• [Aim of the task]
Please print every line of the listing, unchanged.

• [Records supplied]
┄┄┄┄┄┄┄┄┄┄
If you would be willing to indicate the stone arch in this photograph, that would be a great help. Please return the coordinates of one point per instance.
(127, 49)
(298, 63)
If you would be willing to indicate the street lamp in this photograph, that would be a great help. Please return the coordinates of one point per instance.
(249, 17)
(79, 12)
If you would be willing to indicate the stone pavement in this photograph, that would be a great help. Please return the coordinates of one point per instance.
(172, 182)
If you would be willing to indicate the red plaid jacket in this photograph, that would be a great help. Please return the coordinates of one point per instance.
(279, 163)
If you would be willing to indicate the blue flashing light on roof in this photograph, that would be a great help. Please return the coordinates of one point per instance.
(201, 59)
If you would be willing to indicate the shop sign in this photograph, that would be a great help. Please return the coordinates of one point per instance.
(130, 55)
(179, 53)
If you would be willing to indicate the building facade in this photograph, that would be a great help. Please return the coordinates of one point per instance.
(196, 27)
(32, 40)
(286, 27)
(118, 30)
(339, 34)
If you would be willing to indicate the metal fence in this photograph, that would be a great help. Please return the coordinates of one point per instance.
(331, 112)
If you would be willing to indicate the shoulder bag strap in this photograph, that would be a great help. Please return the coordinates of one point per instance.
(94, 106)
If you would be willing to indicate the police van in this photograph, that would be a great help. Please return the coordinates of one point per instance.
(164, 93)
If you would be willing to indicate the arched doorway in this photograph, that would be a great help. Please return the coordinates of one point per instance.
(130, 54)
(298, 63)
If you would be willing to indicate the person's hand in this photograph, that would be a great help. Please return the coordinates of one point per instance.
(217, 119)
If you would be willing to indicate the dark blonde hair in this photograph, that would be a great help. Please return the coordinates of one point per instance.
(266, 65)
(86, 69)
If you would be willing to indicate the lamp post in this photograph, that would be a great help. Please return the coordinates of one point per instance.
┄┄┄┄┄┄┄┄┄┄
• [Task output]
If you would be willing to indicate the stone arch in this photograph, that would be a great help. Please return the coordinates of one point per instance.
(127, 49)
(298, 63)
If you would be willing to indicate the street lamp in this photograph, that would be a great help. Please return the coordinates of one point per instance.
(249, 17)
(79, 12)
If you would be willing to indicate the stone pavement in this photograph, that would be a great help. Please return the coordinates of one point per instance.
(172, 182)
If you would be willing to indicate the red plaid jacket in this photograph, that would be a great help. Please return the coordinates of one point per instance.
(279, 163)
If you would be willing to indicate the blue flashing light on roof in this photograph, that would be a great help. Please return the coordinates of one point per instance.
(201, 59)
If you would be willing to indicate the shop sign in this photograph, that would be a great help. Please return the coordinates of one point per instance.
(130, 55)
(179, 53)
If you would be willing to indicate the building facade in this photograph, that would be a great help. Please return the coordinates of one point per instance.
(196, 27)
(32, 40)
(286, 27)
(118, 30)
(339, 34)
If you would be willing to indicate the metal fence in this photograph, that would be a great help. Please return the coordinates of one point per instance.
(331, 112)
If you would be willing to indicate the shoulder bag strap in this photograph, that would be a great help. Please return the coordinates of one point per instance.
(94, 106)
If you would be willing to indicate the police van in this photograph, that would be a great help. Please return the coordinates of one point per instance.
(164, 93)
If you would be willing to indicate the arched doorway in this photograph, that would be a great help. Please return the coordinates of one point per instance.
(130, 54)
(298, 63)
If you would be willing to indicate the person's hand in this photograph, that would be a great help. Please return the coordinates of one point per instance.
(217, 119)
If you would be willing to indicate the dark blonde hair in this photograph, that would be a great help. Please return the coordinates of one point per instance.
(266, 65)
(86, 69)
If you would be willing to indicate the lamp post in this photograph, that would be a great help. Please return the coordinates of one point per instance.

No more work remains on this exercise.